--- ENUNCIADO A ---
En el texto sobre Silvestre Montes, ¿durante la etapa de qué alcalde se cruzaba quien escribe con él en los pasillos del Ayuntamiento de Cáceres?
--- ENUNCIADO B ---
Prosigue el texto sobre Silvestre Montes a partir de su último párrafo.

--- TEXTO DE LA PÁGINA ---
= = = = = = =

A veces las prisas del oficio de periodista no permiten conocer más a fondo a personas con las que tienes la suerte de coincidir. Coincidí tantas veces con Silvestre Montes mientras trabajaba en el Ayuntamiento de Cáceres, que se convirtió en una de esas caras amables con las que me cruzaba en los pasillos cuando iba en busca de noticias durante la etapa de José María Saponi en la alcaldía. Por eso el pasado miércoles, en su entierro, se me vinieron a la cabeza las imágenes de aquel tipo cariñoso que siempre estrechaba la mano cuando te veía y de quien solo recuerdo buenos gestos, esos tan necesarios en el día a día y que cobran aún más valor cuando alguien desaparece para siempre.

Rodeado de quienes fueron sus compañeros en equipos de baloncesto de la ciudad como el San Fernando o el Bujacosa, descubrí su pasión por el deporte de la canasta, su carácter competitivo en la pista y, sobre todo, el gran recuerdo que dejó entre quienes le trataron. Los árbitros que le conocieron en la pista hablaban de su deportividad y los políticos que le trataron, de su afán de superación y su eterna sonrisa, la tarjeta de visita con la que se ganó a muchos.

= = = = = = =

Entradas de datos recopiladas
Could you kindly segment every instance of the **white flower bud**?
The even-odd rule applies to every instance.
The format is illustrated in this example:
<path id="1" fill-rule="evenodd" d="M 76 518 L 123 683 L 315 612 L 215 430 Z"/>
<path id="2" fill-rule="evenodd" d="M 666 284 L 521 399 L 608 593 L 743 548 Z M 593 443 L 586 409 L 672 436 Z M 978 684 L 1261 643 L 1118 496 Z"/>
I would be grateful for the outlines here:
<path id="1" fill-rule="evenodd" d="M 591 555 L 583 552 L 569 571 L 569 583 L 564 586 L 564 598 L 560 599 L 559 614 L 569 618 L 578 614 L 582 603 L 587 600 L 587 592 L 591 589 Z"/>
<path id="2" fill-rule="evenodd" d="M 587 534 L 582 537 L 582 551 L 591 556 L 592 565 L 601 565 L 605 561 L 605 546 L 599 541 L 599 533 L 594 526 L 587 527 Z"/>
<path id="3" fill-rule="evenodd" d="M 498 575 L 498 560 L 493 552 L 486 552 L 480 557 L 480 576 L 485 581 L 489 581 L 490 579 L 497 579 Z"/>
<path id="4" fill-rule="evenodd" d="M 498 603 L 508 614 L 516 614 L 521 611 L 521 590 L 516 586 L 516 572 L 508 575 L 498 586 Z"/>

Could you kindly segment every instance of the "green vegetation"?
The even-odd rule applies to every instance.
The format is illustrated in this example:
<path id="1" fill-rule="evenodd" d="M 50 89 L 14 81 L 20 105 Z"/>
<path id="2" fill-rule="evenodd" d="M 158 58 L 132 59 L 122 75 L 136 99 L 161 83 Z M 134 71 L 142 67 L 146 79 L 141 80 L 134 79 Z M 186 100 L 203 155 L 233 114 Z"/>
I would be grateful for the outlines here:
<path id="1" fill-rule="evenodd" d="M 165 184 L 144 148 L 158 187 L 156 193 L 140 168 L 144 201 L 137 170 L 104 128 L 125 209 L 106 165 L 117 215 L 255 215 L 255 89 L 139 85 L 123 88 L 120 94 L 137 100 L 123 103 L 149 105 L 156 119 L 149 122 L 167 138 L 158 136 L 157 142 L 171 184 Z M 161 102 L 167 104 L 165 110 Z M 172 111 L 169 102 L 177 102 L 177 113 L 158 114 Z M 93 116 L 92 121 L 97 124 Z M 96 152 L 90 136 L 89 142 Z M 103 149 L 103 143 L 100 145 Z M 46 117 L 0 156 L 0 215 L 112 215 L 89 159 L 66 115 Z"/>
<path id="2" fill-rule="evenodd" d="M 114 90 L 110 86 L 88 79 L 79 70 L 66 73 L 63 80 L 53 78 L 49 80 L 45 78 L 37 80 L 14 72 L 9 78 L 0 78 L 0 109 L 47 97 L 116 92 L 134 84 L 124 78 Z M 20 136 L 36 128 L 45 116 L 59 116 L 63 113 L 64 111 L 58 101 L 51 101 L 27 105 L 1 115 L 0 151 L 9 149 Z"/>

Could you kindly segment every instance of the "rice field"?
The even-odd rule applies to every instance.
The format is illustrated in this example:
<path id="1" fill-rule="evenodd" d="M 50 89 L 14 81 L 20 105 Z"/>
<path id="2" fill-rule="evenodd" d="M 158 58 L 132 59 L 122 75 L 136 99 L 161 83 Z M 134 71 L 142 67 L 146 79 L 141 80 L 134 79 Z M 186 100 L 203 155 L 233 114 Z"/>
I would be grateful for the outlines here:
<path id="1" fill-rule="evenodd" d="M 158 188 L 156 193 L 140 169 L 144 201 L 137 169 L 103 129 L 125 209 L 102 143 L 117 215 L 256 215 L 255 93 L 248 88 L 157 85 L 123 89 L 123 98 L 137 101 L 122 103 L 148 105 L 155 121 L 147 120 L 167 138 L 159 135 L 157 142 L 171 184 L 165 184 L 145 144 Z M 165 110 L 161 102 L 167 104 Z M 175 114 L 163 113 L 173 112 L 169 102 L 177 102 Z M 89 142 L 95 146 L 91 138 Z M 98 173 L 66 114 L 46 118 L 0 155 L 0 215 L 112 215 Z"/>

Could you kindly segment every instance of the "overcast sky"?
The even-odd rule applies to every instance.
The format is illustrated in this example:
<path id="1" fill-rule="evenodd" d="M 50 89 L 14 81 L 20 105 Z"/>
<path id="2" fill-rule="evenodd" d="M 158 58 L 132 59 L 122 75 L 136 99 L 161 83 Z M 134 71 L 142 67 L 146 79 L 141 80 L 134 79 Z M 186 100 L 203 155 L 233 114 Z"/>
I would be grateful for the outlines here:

= = = = = = =

--- RESPUESTA ESCRITA A ---
Durante la etapa de José María Saponi en la alcaldía.

--- RESPUESTA ESCRITA B ---
Con solo 47 años, Silvestre se despidió logrando la canasta imposible, la más difícil de todas: que el cariño de la gente hacia él fuese unánime. Qué mejor trofeo que ese. Por eso cuando el tiempo empiece a difuminar su pérdida y las calles ya no recuerden sus paseos, ojalá pudiera encontrármelo de nuevo al doblar la esquina con ese gesto positivo que tanto bueno dio a los demás. Ganaste el partido, campeón.